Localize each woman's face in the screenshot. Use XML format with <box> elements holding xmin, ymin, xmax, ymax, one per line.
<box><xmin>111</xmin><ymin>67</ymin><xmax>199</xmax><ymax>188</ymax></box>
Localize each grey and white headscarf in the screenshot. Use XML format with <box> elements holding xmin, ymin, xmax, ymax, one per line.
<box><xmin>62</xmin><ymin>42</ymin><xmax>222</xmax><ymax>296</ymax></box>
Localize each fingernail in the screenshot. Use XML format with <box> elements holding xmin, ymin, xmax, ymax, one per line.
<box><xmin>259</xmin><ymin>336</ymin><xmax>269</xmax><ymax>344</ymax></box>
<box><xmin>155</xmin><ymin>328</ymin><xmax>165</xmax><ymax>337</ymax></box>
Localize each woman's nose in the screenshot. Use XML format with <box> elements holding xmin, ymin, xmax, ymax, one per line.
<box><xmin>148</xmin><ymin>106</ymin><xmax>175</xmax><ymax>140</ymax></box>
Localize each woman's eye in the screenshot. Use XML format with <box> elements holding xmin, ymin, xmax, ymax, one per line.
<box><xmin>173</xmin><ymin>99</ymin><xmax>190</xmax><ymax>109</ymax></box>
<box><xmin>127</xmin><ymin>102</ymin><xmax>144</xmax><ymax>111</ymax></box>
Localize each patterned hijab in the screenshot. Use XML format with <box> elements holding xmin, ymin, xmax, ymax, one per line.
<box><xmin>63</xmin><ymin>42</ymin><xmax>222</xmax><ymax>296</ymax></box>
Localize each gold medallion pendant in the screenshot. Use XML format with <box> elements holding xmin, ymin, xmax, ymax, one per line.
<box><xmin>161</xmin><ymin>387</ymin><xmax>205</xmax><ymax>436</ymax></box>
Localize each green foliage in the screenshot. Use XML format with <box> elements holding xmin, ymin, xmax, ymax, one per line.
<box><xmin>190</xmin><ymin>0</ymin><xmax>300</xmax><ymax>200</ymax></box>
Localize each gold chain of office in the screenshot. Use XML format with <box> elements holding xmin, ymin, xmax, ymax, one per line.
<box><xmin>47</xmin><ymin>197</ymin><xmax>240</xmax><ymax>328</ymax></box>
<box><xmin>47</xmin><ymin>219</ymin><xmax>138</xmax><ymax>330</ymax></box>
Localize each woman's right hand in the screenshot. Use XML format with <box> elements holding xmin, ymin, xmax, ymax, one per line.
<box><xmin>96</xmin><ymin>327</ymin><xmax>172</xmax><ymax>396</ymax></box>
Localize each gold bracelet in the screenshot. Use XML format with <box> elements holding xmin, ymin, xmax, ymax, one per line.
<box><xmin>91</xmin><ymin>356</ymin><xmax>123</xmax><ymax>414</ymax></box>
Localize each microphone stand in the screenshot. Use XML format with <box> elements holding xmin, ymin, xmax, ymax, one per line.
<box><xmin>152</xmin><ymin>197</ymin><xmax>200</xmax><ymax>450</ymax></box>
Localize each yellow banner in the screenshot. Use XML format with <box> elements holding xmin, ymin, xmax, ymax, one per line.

========

▶ _EXERCISE REQUIREMENTS_
An exact transcription of the data above is required.

▶ _YOUR RESPONSE_
Localize each woman's face in the screenshot. Use XML format with <box> elements holding xmin, ymin, xmax, ymax, one per line.
<box><xmin>111</xmin><ymin>67</ymin><xmax>199</xmax><ymax>188</ymax></box>
Localize each grey and white headscarf in the screenshot. Use XML format with <box> elements holding xmin, ymin, xmax, ymax, one per line.
<box><xmin>62</xmin><ymin>42</ymin><xmax>222</xmax><ymax>296</ymax></box>
Localize each fingernail in the screenshot. Use XML format with <box> elements holding xmin, ymin, xmax, ymax, one per line.
<box><xmin>259</xmin><ymin>336</ymin><xmax>269</xmax><ymax>344</ymax></box>
<box><xmin>155</xmin><ymin>328</ymin><xmax>165</xmax><ymax>337</ymax></box>
Localize each woman's nose in the screenshot. Use XML format with <box> elements holding xmin, ymin, xmax, ymax, one per line.
<box><xmin>148</xmin><ymin>106</ymin><xmax>175</xmax><ymax>140</ymax></box>
Localize each woman's eye in the screenshot. Use XML format with <box> elements holding xmin, ymin, xmax, ymax, one per line.
<box><xmin>173</xmin><ymin>99</ymin><xmax>190</xmax><ymax>109</ymax></box>
<box><xmin>127</xmin><ymin>102</ymin><xmax>144</xmax><ymax>111</ymax></box>
Localize each patterned hijab in the screenshot. Use XML format with <box> elements holding xmin, ymin, xmax, ymax, one per line.
<box><xmin>63</xmin><ymin>42</ymin><xmax>222</xmax><ymax>296</ymax></box>
Localize each gold medallion pendant in the screenshot. Use XML format with <box> elements holding xmin, ymin, xmax, ymax, one per line.
<box><xmin>161</xmin><ymin>387</ymin><xmax>205</xmax><ymax>436</ymax></box>
Localize each green foliage in the screenshot. Use XML format with <box> elements holding xmin, ymin, xmax, ymax, one per line.
<box><xmin>190</xmin><ymin>0</ymin><xmax>300</xmax><ymax>200</ymax></box>
Localize each gold chain of office in the screenshot. Use XML format with <box> elements holding xmin, ymin, xmax, ymax, one per line.
<box><xmin>47</xmin><ymin>197</ymin><xmax>240</xmax><ymax>328</ymax></box>
<box><xmin>47</xmin><ymin>219</ymin><xmax>138</xmax><ymax>330</ymax></box>
Localize each woman's right hand in the screenshot. Use XML format with <box> elements holding xmin, ymin, xmax, ymax, one per line.
<box><xmin>96</xmin><ymin>327</ymin><xmax>172</xmax><ymax>396</ymax></box>
Localize each gold bracelet in the screenshot. Use XML format with <box> elements holding xmin, ymin, xmax, ymax, one per line.
<box><xmin>91</xmin><ymin>356</ymin><xmax>123</xmax><ymax>414</ymax></box>
Localize each microphone stand in the screenshot. Use XML format with <box> elements holding xmin, ymin, xmax, ymax, one per line.
<box><xmin>152</xmin><ymin>197</ymin><xmax>200</xmax><ymax>450</ymax></box>
Localize each yellow banner in the screenshot. Use XML format with <box> elements holding xmin, ymin, xmax, ymax, one per line.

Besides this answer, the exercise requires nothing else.